Extract provided =>
# Instructions

In this assignment, you will write a Python script to download user interaction data from YouTube for each 
“youtubeId” provided in the “vdoLinks.csv” file. For each of the YouTube video id, you will extract the 
following information:
1. 100 comments
2. Description of the video
3. View Count
4. Like Count
5. Dislike Count
6. Comment Count
7. Duration of the video
8. Favorite Count


While extracting the data, if any of the “youtubeId” does not work, please ignore that ID and proceed with the following “youtubeId”.

After the data extraction is done, then please find out the following:
1. A list of the top-10 videos based on the total views
2. A list of the bottom-10 videos based on the total views
3. The most liked video
4. The least liked video
5. The video with the highest duration
6. Apply sentiment analysis on the downloaded comments for each of the videos. For sentiment analysis, you can use VADER or any other tool of your choice. Your program should list the sentiments score for each of the movies

Data from YouTube can be extracted in many ways. You can use any of the available approaches. However, we have practiced one method for the task in our Lab session that might be handy.

# Submissions

To submit, please do the following:
1. Write a short report on the assignment. (70 Marks)

Aim A => List every piece of information the YouTube assignment instructions say to extract for each video ID.

Excerpted records =>
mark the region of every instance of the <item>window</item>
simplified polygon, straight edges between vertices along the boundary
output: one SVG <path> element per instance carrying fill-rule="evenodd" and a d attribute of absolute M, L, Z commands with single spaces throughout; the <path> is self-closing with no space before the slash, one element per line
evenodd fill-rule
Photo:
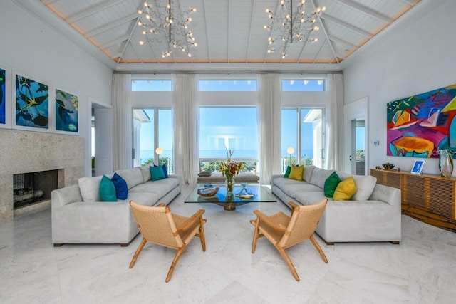
<path fill-rule="evenodd" d="M 256 80 L 254 79 L 202 79 L 200 80 L 200 90 L 202 92 L 215 91 L 256 91 Z"/>
<path fill-rule="evenodd" d="M 234 150 L 232 159 L 245 163 L 244 171 L 256 171 L 258 162 L 256 107 L 200 108 L 201 169 L 217 170 L 227 159 L 226 147 Z"/>
<path fill-rule="evenodd" d="M 171 109 L 133 110 L 133 167 L 147 164 L 166 164 L 174 172 L 172 150 L 172 112 Z M 159 155 L 155 150 L 160 147 Z"/>
<path fill-rule="evenodd" d="M 321 108 L 282 109 L 282 172 L 290 164 L 323 167 L 323 112 Z M 294 150 L 291 154 L 290 147 Z"/>
<path fill-rule="evenodd" d="M 282 80 L 283 91 L 323 92 L 325 90 L 324 79 L 296 79 Z"/>
<path fill-rule="evenodd" d="M 132 92 L 172 91 L 172 81 L 166 79 L 134 79 L 131 80 Z"/>

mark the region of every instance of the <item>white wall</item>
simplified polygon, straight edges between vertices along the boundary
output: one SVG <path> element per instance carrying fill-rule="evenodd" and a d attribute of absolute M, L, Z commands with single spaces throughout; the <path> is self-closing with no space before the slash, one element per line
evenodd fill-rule
<path fill-rule="evenodd" d="M 112 69 L 12 1 L 0 1 L 0 65 L 49 84 L 50 90 L 58 88 L 79 96 L 85 174 L 90 175 L 88 100 L 111 104 Z"/>
<path fill-rule="evenodd" d="M 386 156 L 386 103 L 456 83 L 455 13 L 456 1 L 422 0 L 343 63 L 345 103 L 368 97 L 369 168 L 411 169 L 415 158 Z M 438 172 L 437 159 L 427 159 L 423 173 Z"/>

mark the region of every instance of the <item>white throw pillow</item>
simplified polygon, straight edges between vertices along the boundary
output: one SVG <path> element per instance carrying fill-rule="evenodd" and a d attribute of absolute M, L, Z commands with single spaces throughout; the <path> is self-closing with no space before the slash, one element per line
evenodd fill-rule
<path fill-rule="evenodd" d="M 353 175 L 358 191 L 351 198 L 352 201 L 367 201 L 372 195 L 377 184 L 377 178 L 371 175 Z"/>
<path fill-rule="evenodd" d="M 100 182 L 103 177 L 81 177 L 78 179 L 81 196 L 84 201 L 100 201 Z"/>

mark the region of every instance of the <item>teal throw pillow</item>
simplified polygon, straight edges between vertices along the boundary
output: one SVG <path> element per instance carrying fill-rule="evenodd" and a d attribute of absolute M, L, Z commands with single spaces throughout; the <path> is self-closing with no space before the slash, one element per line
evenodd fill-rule
<path fill-rule="evenodd" d="M 157 181 L 159 179 L 165 179 L 165 172 L 163 172 L 163 168 L 162 167 L 149 167 L 150 169 L 150 176 L 152 177 L 152 181 Z"/>
<path fill-rule="evenodd" d="M 105 175 L 100 182 L 100 198 L 101 201 L 117 201 L 114 183 Z"/>
<path fill-rule="evenodd" d="M 342 179 L 341 179 L 337 173 L 336 173 L 336 171 L 331 173 L 331 175 L 325 180 L 325 184 L 323 187 L 325 196 L 333 197 L 334 196 L 336 188 L 337 188 L 337 185 L 339 184 L 341 182 L 342 182 Z"/>
<path fill-rule="evenodd" d="M 128 186 L 127 186 L 127 182 L 117 173 L 114 173 L 111 181 L 114 184 L 114 187 L 115 187 L 115 196 L 119 199 L 127 199 L 128 196 Z"/>
<path fill-rule="evenodd" d="M 285 174 L 284 174 L 284 177 L 286 177 L 286 178 L 290 177 L 290 172 L 291 172 L 291 167 L 290 166 L 288 166 L 286 167 L 286 171 L 285 172 Z"/>

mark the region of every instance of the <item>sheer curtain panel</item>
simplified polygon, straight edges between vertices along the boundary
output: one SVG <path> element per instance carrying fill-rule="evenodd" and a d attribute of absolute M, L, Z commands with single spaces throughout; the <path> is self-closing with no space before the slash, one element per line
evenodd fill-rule
<path fill-rule="evenodd" d="M 185 184 L 196 183 L 200 171 L 195 78 L 191 74 L 176 74 L 172 81 L 175 170 Z"/>
<path fill-rule="evenodd" d="M 325 169 L 341 168 L 341 153 L 343 142 L 341 140 L 343 130 L 343 75 L 328 75 L 329 106 L 326 111 L 326 142 Z"/>
<path fill-rule="evenodd" d="M 113 112 L 114 113 L 113 136 L 113 168 L 114 170 L 132 167 L 131 75 L 113 75 Z"/>
<path fill-rule="evenodd" d="M 259 182 L 270 184 L 281 168 L 281 75 L 259 75 Z"/>

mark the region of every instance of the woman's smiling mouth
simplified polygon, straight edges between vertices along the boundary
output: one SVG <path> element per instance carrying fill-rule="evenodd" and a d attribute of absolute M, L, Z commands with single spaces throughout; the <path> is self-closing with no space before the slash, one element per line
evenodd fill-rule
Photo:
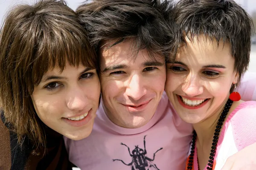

Aim B => Scale the rows from the very first one down through the line containing "234 150 L 232", both included, by multiplying every polygon coordinate in the outlines by 1.95 and rounding to whole numbers, with halves rounded up. Repeat all those lines, requests included, but leave out the pictures.

Right answer A =>
1. 100 comments
2. Description of the video
3. View count
4. Like count
5. Dislike count
6. Comment count
7. Duration of the video
8. Favorite count

Right answer B =>
mark the region of every instance of the <item>window</item>
simplified polygon, straight edges between vertices along the boundary
output: one SVG <path> element per instance carrying fill-rule="evenodd" and a d attribute of absolute M, L, Z commands with single spaces throughout; the <path> is self-closing with no space before the slash, one element per line
evenodd fill-rule
Photo:
<path fill-rule="evenodd" d="M 499 156 L 495 154 L 394 154 L 390 156 L 390 176 L 394 179 L 419 177 L 499 177 Z"/>
<path fill-rule="evenodd" d="M 456 293 L 452 310 L 478 318 L 476 333 L 499 333 L 503 316 L 499 209 L 390 211 L 392 330 L 423 332 L 443 310 L 441 287 Z"/>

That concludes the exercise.